Instruction A
Print the part of the Repo Evaluator page that runs from "flowchart LR" up to and including "meaningful engineering changes.".

Passage

--------

For Investment TeamsPrivate SWE Bench

Turn Portfolio Code Into a Private, Licenseable Engineering Benchmark

Repo Evaluator finds high-signal engineering work in a target company's repository history, scores benchmark readiness, and helps you decide what codebases are worth licensing for a company-specific SWE-bench style dataset.

Back to app

Plain-English Flow

This is the non-technical version you can share with PE stakeholders.

flowchart LR
  A["1) You select target repositories"] --> B["2) Repo Evaluator reads code + PR history"]
  B --> C["3) It filters for high-signal engineering work"]
  C --> D["4) It scores each repo for benchmark readiness"]
  D --> E["5) It outputs candidate SWE-bench style tasks"]
  E --> F["6) Your team licenses approved codebases"]

Scope

You pick which portfolio repositories are in scope for diligence and licensing review.

Quality Signal

We evaluate test quality, CI discipline, and PR patterns to isolate meaningful engineering changes.

--------

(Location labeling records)
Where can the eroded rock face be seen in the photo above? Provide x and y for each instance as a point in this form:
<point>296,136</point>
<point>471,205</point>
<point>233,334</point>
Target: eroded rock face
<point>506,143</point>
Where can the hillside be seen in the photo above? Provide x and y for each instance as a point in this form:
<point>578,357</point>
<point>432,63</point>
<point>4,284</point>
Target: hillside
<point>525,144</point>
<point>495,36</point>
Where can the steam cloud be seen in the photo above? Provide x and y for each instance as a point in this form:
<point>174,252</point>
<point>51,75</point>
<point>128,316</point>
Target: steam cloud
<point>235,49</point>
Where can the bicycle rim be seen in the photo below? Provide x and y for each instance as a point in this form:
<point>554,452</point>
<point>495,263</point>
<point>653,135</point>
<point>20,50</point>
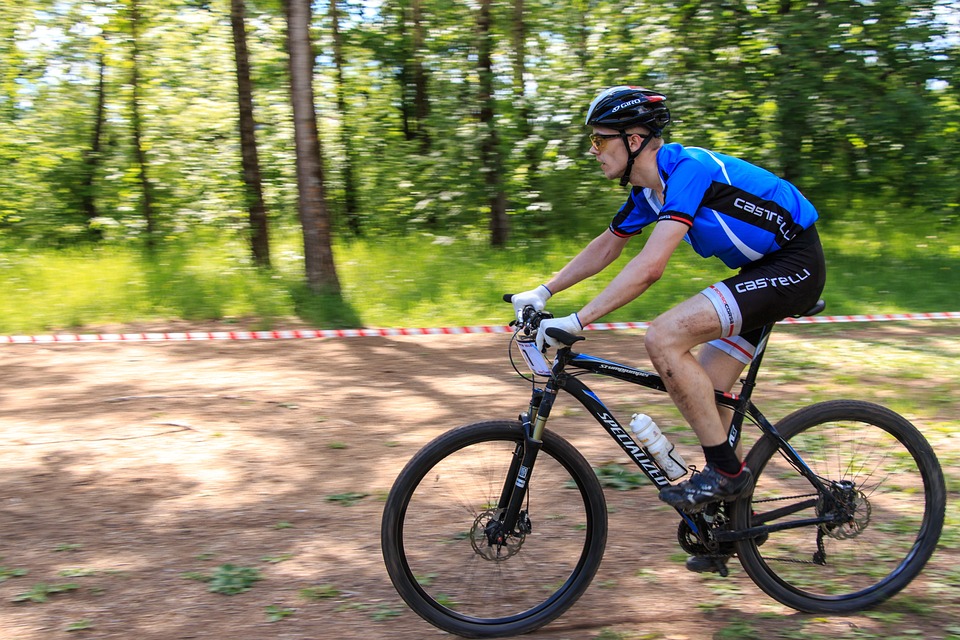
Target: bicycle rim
<point>438,555</point>
<point>895,503</point>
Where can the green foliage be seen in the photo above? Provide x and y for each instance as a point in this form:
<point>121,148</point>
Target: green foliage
<point>230,579</point>
<point>854,101</point>
<point>619,477</point>
<point>422,281</point>
<point>41,592</point>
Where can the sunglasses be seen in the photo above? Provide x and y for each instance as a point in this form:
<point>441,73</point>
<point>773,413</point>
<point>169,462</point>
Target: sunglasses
<point>599,140</point>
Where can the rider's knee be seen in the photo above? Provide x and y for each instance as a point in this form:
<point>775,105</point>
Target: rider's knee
<point>656,340</point>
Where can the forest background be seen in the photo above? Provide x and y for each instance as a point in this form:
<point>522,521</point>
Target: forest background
<point>387,163</point>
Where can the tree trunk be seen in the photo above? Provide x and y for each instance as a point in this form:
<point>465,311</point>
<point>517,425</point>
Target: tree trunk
<point>349,191</point>
<point>147,198</point>
<point>91,159</point>
<point>253,187</point>
<point>490,144</point>
<point>312,207</point>
<point>421,102</point>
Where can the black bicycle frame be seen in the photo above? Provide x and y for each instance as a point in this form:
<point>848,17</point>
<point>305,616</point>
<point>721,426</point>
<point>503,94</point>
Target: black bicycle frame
<point>542,402</point>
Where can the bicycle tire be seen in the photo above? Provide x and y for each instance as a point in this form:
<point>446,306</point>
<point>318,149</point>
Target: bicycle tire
<point>457,582</point>
<point>888,538</point>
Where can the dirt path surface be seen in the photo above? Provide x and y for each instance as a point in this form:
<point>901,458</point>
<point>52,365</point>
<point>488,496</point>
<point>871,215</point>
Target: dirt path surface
<point>131,470</point>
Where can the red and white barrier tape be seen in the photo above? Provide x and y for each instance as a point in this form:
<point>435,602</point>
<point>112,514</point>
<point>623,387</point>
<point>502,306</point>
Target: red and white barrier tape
<point>201,336</point>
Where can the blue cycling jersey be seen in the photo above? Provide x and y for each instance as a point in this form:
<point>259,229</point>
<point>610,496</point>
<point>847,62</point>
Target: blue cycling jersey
<point>735,210</point>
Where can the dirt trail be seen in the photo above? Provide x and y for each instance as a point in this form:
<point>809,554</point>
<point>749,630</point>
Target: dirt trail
<point>128,468</point>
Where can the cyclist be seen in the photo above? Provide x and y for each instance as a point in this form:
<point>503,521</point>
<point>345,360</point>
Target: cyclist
<point>722,206</point>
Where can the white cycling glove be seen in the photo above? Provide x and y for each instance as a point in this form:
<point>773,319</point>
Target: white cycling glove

--------

Instruction B
In the records, change "tree trunk" to "tree stump" throughout the lines from the line with "Where can the forest" up to and including the line with "<point>888,538</point>". Return only those lines, with nothing else altered.

Task output A
flowchart LR
  A["1) You select target repositories"] --> B["2) Repo Evaluator reads code + PR history"]
  B --> C["3) It filters for high-signal engineering work"]
  C --> D["4) It scores each repo for benchmark readiness"]
  D --> E["5) It outputs candidate SWE-bench style tasks"]
  E --> F["6) Your team licenses approved codebases"]

Scope

You pick which portfolio repositories are in scope for diligence and licensing review.

Quality Signal

We evaluate test quality, CI discipline, and PR patterns to isolate meaningful engineering changes.

Task output B
Where can the forest background be seen in the photo above? Provide x and y for each instance as a point in this form:
<point>522,521</point>
Target: forest background
<point>387,163</point>
Where can the tree stump be seen in the photo above? Provide x and y for each instance as a point in this form:
<point>465,311</point>
<point>517,425</point>
Target: tree stump
<point>349,191</point>
<point>147,198</point>
<point>91,159</point>
<point>253,187</point>
<point>490,144</point>
<point>312,207</point>
<point>421,102</point>
Where can the black bicycle frame be seen in the photo above? Provide x and y for each instance as a point in this form:
<point>848,17</point>
<point>305,616</point>
<point>721,426</point>
<point>503,94</point>
Target: black bicycle frame
<point>542,402</point>
Where can the bicycle tire be seen in the photo above? Provide x and y for each instance as a point in this form:
<point>446,306</point>
<point>318,149</point>
Target: bicycle tire
<point>457,582</point>
<point>888,538</point>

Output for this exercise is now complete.